Texto fuente -
● ● ● ●

Los dictadores protegidos por los Estados Unidos suelen compartir la opinión de Roosevelt. Es por eso que, conscientes de que no es posible que tanta dicha les dure toda la vida, dedican buena parte de sus esfuerzos a hacerse un nido de cuentas bancarias por fuera de su propio país para cuando llegue el momento del derrocamiento. ¿Podría pensarse entonces que los Estados Unidos los apoyan sólo porque consideran que esa inyección de capitales es buena para el equilibrio de su balanza de pagos -y lo que es bueno para el equilibro de la balanza de pagos norteamericana es bueno para el mundo? Tal vez. Eso explicaría la diferencia de tratamiento que han dado a Nené Doc y a Ferdinando Marcos después de sus caídas respectivas. A Marcos lo reciben en Hawai con collares de flores, porque tiene mil millones de dólares invertidos en los Estados Unidos. Pero en cambio rechazan como un perro a Nené Doc, declarándolo "extranjero indeseable", porque los 400 millones de dólares que logró exprimirle a Haití los tiene en Suiza y en Francia. Desagradecido.
Para ahorrarse decepciones como ésta de Nené Doc, y no perder entera su inversión cuando un tirano es derrocado, los Estados Unidos deberían inspirarse en el modelo de otros imperios más experimentados. El emperador Augusto, por ejemplo, en la época de apogeo del poderío de Roma, tomaba siempre la precaución de obligar a los reyezuelos de sus estados clientes a hacer testamento en su favor o en el de su esposa Livia. Y los heredó a todos. Y Livia lo heredó a él. Si los gobernantes norteamericanos leyeran la historia de Roma, Nancy Reagan podría convertirse en la viuda más rica del mundo.

● ● ● ●

Listado mostrado -

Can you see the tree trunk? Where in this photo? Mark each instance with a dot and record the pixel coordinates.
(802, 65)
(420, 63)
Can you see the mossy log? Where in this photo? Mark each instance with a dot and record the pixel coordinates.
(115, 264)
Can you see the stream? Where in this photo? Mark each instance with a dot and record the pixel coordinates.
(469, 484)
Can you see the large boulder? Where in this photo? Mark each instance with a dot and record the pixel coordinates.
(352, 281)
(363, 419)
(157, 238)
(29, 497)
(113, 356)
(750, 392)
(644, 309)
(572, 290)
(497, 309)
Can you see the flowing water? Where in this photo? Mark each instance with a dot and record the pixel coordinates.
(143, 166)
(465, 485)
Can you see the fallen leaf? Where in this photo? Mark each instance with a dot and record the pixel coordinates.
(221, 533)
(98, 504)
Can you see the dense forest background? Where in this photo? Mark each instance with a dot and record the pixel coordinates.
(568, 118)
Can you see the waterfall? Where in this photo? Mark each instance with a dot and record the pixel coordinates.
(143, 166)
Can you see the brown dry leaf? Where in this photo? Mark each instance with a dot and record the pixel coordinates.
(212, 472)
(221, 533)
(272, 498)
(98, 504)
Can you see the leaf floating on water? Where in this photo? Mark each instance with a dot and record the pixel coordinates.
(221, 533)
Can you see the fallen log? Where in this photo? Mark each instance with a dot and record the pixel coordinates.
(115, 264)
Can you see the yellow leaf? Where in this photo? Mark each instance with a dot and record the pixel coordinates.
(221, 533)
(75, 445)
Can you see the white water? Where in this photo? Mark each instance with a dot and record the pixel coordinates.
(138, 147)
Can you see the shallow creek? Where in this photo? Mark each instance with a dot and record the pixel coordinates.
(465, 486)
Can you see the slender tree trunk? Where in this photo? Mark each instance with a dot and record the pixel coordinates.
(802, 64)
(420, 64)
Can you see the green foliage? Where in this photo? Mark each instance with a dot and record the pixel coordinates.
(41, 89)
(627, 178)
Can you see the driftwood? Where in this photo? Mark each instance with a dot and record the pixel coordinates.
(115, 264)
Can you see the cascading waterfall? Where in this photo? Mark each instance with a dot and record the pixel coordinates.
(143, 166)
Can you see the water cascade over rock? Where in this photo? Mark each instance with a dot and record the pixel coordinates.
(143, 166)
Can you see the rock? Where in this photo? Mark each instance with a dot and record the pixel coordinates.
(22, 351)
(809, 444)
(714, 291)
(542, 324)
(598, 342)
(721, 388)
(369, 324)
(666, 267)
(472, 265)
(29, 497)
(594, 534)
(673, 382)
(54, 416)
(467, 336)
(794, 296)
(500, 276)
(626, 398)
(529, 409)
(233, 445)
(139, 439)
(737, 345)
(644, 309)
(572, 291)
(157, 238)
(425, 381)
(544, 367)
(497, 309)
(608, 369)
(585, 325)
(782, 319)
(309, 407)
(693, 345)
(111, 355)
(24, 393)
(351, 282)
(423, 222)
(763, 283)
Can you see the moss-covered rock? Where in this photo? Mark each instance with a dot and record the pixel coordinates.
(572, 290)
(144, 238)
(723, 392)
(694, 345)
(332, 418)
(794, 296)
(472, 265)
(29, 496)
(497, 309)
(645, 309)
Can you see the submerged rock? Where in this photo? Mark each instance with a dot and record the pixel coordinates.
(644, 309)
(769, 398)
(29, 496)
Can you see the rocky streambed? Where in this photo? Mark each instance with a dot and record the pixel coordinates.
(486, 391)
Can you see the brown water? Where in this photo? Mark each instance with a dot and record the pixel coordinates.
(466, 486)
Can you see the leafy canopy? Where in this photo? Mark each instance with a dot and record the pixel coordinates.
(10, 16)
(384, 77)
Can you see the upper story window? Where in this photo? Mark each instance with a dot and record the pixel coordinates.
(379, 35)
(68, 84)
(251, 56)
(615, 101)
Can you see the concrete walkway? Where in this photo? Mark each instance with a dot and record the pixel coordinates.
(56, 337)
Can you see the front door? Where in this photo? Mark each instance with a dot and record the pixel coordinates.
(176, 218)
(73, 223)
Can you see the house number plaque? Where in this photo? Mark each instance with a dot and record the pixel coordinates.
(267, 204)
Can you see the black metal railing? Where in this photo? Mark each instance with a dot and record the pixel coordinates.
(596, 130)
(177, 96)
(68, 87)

● ● ● ●

Indica, por favor, si cada afirmación coincide con el texto sobre los dictadores; responde sí o no y cita entre comillas las palabras del texto que lo deciden.
1. A Marcos lo reciben en Hawai con collares de flores.
2. Nené Doc tiene su dinero en los Estados Unidos.
3. Augusto obligaba a los reyezuelos de sus estados clientes a hacer testamento en favor de él o de Livia.

1. Sí: "A Marcos lo reciben en Hawai con collares de flores".
2. No: "los 400 millones de dólares que logró exprimirle a Haití los tiene en Suiza y en Francia".
3. Sí: "obligar a los reyezuelos de sus estados clientes a hacer testamento en su favor o en el de su esposa Livia".